INPUT MATERIAL:
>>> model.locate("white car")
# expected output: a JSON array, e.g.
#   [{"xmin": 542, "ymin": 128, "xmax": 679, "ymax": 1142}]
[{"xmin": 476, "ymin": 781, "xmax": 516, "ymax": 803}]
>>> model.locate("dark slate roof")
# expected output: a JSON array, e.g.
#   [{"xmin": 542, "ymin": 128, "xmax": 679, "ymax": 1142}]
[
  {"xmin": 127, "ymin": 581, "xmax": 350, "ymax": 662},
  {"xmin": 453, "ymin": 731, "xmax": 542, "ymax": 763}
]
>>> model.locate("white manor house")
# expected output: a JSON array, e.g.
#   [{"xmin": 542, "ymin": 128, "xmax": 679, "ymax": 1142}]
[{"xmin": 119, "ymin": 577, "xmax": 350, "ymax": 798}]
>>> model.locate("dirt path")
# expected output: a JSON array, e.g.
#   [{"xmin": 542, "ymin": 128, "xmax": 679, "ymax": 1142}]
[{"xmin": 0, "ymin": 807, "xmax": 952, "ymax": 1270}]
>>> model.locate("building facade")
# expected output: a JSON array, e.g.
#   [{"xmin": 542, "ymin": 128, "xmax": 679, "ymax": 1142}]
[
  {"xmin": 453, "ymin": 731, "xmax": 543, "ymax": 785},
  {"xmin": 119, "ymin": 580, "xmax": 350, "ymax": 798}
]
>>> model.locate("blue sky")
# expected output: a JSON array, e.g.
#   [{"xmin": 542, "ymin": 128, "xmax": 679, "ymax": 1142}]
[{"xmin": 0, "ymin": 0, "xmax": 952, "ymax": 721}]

* * *

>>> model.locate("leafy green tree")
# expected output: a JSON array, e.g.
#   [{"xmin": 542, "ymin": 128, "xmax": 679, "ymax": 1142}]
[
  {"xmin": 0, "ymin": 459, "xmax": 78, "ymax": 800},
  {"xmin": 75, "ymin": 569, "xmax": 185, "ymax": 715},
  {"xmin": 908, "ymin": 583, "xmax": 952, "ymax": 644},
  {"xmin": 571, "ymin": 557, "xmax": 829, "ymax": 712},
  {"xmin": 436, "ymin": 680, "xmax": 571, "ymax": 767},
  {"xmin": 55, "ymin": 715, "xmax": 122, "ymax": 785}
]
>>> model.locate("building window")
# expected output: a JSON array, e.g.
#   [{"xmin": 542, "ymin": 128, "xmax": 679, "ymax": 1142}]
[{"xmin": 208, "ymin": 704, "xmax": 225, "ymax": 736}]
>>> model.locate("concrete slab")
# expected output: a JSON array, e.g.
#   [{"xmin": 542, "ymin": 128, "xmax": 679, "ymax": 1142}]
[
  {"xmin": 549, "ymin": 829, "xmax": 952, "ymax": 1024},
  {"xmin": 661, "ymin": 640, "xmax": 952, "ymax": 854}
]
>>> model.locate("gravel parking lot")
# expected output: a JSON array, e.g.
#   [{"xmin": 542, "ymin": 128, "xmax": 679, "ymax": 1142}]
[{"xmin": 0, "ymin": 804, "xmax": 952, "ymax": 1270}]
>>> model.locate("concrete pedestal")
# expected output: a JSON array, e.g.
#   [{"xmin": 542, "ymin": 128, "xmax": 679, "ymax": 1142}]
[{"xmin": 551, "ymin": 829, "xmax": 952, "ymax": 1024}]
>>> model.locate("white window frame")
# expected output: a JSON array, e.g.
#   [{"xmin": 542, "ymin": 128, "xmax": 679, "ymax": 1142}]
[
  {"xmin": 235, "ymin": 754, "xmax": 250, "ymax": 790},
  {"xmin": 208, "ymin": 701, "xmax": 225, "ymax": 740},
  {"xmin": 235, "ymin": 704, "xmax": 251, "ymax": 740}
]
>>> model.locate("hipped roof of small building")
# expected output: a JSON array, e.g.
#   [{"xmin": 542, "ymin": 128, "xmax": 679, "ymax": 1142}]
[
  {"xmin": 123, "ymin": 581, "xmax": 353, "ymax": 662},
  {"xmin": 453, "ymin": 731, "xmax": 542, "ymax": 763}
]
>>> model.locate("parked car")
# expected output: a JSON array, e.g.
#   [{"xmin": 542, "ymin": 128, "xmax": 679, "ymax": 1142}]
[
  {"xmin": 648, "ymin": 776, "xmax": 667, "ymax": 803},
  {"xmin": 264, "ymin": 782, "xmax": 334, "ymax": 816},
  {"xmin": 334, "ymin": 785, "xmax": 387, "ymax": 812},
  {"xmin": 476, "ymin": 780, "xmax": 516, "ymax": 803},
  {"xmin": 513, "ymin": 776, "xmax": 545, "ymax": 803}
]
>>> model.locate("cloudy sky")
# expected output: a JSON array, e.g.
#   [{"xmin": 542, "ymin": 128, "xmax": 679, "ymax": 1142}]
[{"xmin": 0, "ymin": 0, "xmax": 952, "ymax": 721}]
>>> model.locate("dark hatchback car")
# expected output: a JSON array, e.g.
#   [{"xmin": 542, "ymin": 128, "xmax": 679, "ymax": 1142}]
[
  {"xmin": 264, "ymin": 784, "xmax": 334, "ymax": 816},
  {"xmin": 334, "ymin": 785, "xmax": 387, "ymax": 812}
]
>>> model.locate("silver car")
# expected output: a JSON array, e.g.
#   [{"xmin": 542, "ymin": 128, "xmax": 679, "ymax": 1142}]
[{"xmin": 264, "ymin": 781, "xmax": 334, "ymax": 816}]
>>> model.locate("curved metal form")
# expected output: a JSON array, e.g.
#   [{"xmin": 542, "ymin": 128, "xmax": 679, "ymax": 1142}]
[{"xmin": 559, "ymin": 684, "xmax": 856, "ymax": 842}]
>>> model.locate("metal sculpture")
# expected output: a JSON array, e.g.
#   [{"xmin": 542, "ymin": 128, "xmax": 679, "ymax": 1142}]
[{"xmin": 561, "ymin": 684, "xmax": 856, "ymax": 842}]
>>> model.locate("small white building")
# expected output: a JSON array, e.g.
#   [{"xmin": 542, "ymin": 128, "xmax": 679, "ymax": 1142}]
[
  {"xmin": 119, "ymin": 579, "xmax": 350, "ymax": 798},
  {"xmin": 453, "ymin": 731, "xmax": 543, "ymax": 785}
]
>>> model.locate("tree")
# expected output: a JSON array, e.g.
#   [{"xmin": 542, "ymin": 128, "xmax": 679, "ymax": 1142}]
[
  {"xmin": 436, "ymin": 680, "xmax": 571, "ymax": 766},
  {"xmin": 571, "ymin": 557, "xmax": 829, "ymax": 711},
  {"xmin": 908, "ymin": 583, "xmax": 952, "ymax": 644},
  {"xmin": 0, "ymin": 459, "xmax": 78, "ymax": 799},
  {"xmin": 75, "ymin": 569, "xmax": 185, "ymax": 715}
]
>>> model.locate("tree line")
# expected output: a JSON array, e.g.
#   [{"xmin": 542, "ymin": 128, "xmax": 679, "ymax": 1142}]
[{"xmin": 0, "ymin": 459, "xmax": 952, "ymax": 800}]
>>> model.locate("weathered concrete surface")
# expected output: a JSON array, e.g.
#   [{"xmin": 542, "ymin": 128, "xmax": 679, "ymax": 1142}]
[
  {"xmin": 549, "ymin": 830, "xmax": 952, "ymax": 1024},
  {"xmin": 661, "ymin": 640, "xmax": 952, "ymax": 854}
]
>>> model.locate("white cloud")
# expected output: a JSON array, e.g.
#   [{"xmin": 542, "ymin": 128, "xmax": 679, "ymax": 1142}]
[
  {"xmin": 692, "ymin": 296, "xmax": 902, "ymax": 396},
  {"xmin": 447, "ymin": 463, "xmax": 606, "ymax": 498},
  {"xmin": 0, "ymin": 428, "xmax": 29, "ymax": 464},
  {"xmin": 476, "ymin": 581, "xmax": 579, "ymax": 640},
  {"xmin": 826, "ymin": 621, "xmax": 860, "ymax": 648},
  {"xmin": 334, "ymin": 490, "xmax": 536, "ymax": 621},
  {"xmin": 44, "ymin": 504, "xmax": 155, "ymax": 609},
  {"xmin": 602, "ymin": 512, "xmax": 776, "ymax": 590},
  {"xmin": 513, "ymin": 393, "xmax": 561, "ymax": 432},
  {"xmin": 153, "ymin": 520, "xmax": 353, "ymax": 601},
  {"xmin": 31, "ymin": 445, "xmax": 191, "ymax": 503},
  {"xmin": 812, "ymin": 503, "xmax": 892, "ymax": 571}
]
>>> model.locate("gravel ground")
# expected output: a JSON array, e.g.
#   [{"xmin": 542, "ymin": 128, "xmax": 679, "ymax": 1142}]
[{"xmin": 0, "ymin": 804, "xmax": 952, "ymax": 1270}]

...

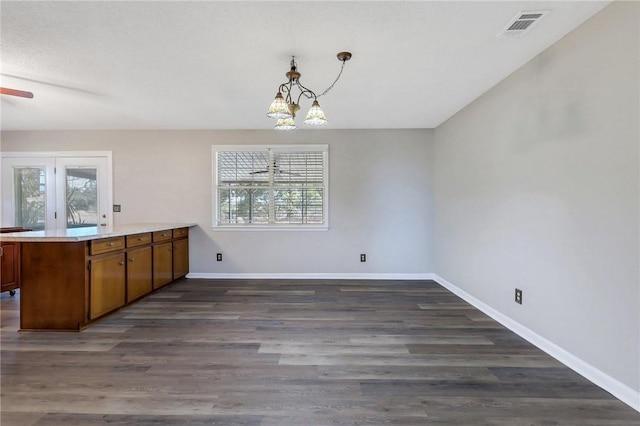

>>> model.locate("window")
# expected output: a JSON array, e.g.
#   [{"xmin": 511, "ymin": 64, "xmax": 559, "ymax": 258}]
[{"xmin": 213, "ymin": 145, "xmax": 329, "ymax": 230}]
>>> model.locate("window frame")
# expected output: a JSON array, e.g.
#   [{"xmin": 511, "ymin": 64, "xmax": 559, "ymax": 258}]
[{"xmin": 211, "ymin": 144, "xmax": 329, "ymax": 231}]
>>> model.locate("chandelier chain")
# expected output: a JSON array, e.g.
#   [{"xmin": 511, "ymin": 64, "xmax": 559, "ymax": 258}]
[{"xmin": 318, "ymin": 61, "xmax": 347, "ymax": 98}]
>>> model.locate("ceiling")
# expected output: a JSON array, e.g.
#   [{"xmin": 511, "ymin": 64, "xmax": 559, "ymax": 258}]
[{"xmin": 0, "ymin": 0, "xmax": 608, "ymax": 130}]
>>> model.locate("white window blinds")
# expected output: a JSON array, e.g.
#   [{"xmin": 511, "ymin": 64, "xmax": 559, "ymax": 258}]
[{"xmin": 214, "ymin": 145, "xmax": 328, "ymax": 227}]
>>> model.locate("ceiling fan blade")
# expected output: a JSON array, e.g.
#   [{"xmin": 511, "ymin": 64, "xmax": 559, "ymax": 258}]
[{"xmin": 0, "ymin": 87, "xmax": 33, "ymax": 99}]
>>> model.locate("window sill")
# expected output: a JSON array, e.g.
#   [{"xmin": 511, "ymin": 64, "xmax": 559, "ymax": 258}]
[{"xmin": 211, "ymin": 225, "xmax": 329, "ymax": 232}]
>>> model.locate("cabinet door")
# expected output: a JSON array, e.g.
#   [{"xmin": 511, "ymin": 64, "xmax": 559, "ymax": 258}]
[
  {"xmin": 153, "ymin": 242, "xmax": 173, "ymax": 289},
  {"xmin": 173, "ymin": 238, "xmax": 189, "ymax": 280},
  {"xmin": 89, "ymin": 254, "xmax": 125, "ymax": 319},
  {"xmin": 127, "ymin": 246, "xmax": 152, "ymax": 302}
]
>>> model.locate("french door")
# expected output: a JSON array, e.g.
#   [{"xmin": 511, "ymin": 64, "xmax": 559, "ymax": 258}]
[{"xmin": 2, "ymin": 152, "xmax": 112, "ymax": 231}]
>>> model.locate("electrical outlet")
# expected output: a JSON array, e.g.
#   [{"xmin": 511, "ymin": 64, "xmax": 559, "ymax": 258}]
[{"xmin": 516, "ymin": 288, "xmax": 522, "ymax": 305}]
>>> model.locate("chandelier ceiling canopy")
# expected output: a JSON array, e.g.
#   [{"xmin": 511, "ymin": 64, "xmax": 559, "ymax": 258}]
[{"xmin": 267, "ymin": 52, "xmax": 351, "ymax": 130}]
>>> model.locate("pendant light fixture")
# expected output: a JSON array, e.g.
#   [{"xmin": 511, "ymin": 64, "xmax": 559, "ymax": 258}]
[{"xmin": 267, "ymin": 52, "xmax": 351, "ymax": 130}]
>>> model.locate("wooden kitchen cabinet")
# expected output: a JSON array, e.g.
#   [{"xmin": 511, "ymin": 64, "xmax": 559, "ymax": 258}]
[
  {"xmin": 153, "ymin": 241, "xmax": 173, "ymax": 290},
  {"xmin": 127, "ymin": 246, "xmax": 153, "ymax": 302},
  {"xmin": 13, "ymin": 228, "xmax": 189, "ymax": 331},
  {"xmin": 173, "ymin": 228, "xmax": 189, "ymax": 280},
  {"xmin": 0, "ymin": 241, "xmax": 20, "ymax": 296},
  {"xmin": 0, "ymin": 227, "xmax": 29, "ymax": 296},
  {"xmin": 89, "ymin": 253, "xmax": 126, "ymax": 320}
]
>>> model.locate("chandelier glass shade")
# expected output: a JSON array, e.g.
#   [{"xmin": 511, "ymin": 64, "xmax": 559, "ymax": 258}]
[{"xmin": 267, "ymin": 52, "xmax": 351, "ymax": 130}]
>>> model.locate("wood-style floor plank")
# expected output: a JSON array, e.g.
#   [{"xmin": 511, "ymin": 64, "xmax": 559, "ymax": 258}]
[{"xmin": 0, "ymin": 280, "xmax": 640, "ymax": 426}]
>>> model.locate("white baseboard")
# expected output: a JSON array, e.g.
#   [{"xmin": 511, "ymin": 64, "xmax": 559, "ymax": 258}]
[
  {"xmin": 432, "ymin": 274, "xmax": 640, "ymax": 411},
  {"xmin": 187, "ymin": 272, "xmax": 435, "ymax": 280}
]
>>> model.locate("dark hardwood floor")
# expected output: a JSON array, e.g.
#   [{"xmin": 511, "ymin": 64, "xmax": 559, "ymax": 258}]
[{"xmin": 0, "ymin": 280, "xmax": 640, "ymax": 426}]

CHALLENGE: Gather every line of the records above that contains the word "concrete", and copy each one out. Treat case as significant.

ANSWER TO THE PROBLEM:
>>> model.locate("concrete slab")
>>> model.locate("concrete pedestal")
>>> model.locate("weathered concrete surface")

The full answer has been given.